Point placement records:
--------------------------------------------------
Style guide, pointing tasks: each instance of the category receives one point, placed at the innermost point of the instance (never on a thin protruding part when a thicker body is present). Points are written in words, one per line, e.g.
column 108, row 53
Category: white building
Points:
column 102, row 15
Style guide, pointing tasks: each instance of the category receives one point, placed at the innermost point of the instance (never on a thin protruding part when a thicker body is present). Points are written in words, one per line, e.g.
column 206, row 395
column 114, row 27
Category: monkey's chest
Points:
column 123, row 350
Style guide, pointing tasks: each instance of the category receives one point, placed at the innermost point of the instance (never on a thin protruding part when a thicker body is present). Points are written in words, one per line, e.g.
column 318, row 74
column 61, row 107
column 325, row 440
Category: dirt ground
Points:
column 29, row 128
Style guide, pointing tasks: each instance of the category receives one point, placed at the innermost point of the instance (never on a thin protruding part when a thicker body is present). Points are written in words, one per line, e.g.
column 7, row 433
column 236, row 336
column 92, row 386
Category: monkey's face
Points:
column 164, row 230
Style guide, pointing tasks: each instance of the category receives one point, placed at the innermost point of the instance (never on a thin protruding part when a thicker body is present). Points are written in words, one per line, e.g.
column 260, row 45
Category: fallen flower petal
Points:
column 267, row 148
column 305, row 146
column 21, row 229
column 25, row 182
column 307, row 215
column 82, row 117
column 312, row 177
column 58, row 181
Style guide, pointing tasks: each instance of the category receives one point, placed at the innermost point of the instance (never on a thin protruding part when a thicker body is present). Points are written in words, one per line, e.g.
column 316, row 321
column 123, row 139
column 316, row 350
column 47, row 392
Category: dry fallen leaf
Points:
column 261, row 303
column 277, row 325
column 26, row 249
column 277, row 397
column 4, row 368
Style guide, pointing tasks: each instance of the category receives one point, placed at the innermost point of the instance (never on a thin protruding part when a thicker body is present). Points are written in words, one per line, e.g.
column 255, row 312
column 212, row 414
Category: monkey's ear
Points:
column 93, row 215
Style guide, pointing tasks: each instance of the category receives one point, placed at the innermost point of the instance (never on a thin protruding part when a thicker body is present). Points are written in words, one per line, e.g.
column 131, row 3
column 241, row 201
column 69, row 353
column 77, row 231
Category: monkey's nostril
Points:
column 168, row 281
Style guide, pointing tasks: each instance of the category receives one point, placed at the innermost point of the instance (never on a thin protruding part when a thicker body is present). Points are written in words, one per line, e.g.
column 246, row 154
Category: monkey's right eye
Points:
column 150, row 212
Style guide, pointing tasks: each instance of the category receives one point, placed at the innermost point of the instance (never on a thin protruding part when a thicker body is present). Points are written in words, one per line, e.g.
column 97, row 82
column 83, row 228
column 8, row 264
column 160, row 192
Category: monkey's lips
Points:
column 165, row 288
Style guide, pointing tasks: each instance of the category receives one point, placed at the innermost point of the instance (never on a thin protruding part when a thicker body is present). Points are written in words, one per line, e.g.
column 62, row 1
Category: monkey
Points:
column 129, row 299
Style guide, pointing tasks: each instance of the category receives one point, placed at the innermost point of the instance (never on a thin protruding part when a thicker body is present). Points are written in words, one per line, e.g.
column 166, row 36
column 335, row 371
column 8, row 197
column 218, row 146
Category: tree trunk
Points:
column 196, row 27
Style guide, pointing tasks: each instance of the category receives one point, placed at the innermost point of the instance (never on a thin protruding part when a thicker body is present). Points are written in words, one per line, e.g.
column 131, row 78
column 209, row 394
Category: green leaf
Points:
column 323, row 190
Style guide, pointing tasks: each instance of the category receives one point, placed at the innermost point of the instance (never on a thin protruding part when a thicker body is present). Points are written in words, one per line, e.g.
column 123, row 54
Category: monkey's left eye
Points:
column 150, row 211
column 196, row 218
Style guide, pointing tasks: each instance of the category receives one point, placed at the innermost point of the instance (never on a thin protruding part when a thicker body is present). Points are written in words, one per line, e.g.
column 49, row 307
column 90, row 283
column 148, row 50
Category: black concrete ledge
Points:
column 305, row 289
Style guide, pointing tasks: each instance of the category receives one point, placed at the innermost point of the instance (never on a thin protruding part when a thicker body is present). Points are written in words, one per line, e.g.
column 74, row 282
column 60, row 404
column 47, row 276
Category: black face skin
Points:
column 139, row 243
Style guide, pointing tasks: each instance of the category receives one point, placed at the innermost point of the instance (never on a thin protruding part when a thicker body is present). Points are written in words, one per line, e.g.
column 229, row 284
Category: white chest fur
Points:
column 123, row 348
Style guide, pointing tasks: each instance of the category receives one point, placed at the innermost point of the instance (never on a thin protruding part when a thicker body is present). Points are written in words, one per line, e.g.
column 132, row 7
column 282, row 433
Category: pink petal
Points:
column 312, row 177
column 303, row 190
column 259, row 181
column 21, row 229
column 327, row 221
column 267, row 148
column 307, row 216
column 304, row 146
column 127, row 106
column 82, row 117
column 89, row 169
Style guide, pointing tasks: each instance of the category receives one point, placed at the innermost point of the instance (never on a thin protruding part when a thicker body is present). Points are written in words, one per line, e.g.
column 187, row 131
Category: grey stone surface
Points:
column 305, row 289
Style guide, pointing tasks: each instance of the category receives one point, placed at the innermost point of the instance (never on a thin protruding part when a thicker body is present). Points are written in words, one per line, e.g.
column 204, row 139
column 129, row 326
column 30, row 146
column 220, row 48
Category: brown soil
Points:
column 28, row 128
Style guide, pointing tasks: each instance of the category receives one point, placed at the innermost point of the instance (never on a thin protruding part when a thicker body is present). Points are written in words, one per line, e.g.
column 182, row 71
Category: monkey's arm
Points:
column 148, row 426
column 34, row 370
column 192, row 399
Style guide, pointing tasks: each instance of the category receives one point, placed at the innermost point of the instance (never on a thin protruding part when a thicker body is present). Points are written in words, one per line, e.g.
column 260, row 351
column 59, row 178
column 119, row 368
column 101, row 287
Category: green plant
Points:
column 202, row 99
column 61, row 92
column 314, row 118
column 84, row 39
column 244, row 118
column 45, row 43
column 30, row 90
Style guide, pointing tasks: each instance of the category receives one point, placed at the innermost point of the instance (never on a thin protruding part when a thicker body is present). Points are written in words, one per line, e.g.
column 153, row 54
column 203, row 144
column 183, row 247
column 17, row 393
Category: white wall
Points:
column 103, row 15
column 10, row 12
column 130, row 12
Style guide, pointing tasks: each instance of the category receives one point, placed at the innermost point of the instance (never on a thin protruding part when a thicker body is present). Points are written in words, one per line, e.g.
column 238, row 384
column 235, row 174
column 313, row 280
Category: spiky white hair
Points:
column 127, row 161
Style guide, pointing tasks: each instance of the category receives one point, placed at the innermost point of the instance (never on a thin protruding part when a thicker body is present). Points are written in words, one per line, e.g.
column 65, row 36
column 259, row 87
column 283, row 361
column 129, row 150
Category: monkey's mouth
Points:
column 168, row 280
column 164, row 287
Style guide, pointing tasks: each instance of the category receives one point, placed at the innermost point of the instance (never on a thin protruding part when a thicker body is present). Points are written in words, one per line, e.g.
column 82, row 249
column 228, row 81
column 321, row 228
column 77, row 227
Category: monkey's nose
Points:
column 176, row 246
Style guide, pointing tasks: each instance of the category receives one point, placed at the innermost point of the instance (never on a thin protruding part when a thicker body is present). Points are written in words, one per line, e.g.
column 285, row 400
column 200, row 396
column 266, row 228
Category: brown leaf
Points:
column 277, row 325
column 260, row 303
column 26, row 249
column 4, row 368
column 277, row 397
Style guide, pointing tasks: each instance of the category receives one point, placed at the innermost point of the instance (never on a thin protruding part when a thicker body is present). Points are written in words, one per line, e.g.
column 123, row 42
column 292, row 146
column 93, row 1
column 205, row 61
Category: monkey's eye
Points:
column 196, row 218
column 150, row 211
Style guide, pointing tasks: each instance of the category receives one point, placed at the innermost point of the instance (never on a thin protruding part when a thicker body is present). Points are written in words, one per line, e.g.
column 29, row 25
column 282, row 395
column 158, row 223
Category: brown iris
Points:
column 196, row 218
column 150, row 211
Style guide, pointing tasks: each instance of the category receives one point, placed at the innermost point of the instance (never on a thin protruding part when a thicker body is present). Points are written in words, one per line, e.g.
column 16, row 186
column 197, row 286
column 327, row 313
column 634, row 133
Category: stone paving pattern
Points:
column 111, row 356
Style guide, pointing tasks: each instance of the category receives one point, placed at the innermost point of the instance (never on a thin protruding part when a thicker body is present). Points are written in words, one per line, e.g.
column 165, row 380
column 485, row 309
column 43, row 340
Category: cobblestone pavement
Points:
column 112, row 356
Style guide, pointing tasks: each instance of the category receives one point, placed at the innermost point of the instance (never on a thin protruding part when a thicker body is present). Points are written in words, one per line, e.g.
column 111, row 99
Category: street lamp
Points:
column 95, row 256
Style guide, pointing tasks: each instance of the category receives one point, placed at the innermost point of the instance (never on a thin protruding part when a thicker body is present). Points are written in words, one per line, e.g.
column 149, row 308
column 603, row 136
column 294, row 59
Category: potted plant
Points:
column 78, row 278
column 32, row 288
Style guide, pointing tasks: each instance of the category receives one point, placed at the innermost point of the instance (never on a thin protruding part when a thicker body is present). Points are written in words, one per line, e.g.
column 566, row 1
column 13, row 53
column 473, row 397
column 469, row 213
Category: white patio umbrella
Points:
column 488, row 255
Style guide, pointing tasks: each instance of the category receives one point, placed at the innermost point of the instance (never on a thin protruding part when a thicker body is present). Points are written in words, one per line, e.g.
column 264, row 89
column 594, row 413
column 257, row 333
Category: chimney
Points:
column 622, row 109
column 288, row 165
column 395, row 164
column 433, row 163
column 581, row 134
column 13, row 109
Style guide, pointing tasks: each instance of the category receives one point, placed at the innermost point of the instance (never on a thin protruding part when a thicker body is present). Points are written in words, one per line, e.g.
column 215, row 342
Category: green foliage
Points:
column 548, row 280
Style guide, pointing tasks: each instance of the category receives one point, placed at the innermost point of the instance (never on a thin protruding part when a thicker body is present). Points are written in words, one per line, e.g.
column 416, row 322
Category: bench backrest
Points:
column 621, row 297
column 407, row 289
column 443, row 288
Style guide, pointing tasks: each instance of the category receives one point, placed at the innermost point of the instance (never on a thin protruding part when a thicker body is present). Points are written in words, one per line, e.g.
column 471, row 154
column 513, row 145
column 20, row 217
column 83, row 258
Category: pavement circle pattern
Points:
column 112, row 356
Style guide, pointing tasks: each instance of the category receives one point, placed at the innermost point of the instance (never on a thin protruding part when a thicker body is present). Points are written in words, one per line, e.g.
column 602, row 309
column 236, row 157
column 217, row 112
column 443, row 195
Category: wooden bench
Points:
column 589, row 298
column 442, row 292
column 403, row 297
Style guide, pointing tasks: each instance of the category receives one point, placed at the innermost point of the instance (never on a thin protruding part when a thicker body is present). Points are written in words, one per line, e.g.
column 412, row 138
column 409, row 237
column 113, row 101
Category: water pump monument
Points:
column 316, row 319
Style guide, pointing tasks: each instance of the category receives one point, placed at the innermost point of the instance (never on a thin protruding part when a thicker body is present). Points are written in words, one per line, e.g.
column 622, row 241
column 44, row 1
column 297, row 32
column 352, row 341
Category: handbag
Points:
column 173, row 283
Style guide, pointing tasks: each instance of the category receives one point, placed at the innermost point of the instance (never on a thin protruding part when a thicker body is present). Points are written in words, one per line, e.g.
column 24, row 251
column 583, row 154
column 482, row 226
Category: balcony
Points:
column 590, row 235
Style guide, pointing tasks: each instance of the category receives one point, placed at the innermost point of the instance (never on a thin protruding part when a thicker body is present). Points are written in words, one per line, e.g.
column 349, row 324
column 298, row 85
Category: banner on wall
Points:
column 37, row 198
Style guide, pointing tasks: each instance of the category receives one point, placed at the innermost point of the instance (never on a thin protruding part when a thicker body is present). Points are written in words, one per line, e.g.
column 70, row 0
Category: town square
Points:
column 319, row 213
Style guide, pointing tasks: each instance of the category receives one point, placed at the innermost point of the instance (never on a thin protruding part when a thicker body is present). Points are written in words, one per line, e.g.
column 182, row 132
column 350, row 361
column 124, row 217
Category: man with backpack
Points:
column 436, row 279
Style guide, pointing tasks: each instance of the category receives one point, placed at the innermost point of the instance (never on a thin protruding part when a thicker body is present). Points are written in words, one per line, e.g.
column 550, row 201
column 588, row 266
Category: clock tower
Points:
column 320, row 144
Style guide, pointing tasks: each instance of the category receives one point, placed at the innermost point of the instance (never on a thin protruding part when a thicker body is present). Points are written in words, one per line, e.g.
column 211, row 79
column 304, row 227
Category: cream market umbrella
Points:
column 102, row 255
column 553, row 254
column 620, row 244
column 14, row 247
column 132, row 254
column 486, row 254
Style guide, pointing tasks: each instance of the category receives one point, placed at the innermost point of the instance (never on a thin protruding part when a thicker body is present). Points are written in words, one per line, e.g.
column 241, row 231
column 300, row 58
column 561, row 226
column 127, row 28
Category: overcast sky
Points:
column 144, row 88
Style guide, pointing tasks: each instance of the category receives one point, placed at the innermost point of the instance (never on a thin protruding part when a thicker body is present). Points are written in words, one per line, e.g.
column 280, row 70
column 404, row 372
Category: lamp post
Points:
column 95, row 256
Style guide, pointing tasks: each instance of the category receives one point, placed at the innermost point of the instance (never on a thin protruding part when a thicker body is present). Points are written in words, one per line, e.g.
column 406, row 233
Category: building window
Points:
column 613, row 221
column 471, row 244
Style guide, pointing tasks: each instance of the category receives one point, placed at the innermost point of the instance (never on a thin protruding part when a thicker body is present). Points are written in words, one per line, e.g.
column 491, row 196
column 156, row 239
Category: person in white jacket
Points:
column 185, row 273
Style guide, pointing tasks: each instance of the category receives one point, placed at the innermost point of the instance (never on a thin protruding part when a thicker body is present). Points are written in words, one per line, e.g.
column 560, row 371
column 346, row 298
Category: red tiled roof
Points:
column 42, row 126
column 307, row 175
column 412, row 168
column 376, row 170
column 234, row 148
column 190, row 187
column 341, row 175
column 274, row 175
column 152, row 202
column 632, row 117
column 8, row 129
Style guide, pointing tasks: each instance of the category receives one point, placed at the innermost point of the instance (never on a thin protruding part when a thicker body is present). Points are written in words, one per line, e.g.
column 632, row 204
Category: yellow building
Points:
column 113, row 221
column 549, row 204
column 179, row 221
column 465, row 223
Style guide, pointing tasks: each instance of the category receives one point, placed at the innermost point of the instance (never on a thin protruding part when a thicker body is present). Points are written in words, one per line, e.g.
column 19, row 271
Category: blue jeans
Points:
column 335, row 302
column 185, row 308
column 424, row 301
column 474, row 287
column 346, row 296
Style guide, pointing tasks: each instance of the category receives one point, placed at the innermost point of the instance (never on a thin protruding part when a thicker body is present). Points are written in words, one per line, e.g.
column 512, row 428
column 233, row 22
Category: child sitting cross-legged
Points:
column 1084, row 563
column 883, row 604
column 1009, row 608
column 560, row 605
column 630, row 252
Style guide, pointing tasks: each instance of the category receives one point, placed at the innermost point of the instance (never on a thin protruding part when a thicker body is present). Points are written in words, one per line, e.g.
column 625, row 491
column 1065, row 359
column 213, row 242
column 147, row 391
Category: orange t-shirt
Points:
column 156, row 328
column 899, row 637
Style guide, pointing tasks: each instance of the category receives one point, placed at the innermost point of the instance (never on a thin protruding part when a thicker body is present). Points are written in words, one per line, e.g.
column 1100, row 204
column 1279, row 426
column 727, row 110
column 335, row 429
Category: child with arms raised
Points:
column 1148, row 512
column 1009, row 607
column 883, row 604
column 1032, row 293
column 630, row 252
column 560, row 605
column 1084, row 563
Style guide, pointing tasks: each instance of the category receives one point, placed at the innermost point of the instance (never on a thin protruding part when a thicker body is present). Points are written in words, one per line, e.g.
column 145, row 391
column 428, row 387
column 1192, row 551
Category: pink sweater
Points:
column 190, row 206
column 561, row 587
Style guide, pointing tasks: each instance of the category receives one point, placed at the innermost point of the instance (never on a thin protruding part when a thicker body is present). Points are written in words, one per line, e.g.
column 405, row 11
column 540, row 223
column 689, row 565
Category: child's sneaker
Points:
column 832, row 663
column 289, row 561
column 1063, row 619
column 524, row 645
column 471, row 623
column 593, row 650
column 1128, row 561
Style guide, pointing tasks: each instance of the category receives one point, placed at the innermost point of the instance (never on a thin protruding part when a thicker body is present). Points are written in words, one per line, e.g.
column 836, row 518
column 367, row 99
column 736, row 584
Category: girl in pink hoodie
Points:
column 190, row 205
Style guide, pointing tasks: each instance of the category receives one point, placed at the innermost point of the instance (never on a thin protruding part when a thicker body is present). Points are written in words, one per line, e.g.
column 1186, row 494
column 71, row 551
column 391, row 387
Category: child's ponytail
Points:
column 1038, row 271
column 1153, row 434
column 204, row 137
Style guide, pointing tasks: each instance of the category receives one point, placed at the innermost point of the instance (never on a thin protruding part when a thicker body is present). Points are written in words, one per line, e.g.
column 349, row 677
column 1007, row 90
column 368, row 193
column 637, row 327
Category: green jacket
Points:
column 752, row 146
--------------------------------------------------
> _Your goal_: Please select every line in the rows above that contains the word "umbrella" and copy each one out.

> _Expected answer_:
Category: white patio umbrella
Category: cream market umbrella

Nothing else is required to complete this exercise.